The market could not weather big blows by weak September quarter earnings by index heavyweight like ITC and L&T. Dragged sharply by capital goods, auto and FCMG the benchmark indices ended lower for fifth straight day. The Nifty ended below 8100 mark, down 45.95 points or 0.6 percent at 8065.80. The Sensex slipped 181.31 points or 0.7 percent at 26656.83. About 996 shares have advanced, 1615 shares declined, and 194 shares are unchanged.
Sakhti Siva of Credit Suisse reiterates underweight call on India. MSCI India has underperformed MSCI Asia ex-Japan by 7.6 percent since the highs on 21 August. India has always underperformed MSCI Asia ex-Japan when its premium reaches 50 percent as it did in March 2006, December 2007, January 2015 and again in August 2015. While India’s current return on equity is 13.8 percent but implied ROE is 19.1 percent.
Ajay Srivastava, chief executive officer, Dimensions Consulting says, this is the best time to exit stocks that have disappointed on their quarterly numbers,
Speaking to CNBC-TV18, Srivastava says the current quarterly earnings (Q2) have been so far indifferent and hence, the time is ripe to exit badly performing stocks. The exit strategy is also based on his the belief that the market environment won’t be improving until atleast Q1FY17.

> **Short task**
Reproduce the market report above word for word, in full.

> **Provided data**
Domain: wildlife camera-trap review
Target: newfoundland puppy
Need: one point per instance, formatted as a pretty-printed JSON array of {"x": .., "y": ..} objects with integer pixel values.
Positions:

> **Solution for this problem**
The market could not weather big blows by weak September quarter earnings by index heavyweight like ITC and L&T. Dragged sharply by capital goods, auto and FCMG the benchmark indices ended lower for fifth straight day. The Nifty ended below 8100 mark, down 45.95 points or 0.6 percent at 8065.80. The Sensex slipped 181.31 points or 0.7 percent at 26656.83. About 996 shares have advanced, 1615 shares declined, and 194 shares are unchanged.
Sakhti Siva of Credit Suisse reiterates underweight call on India. MSCI India has underperformed MSCI Asia ex-Japan by 7.6 percent since the highs on 21 August. India has always underperformed MSCI Asia ex-Japan when its premium reaches 50 percent as it did in March 2006, December 2007, January 2015 and again in August 2015. While India’s current return on equity is 13.8 percent but implied ROE is 19.1 percent.
Ajay Srivastava, chief executive officer, Dimensions Consulting says, this is the best time to exit stocks that have disappointed on their quarterly numbers,
Speaking to CNBC-TV18, Srivastava says the current quarterly earnings (Q2) have been so far indifferent and hence, the time is ripe to exit badly performing stocks. The exit strategy is also based on his the belief that the market environment won’t be improving until atleast Q1FY17.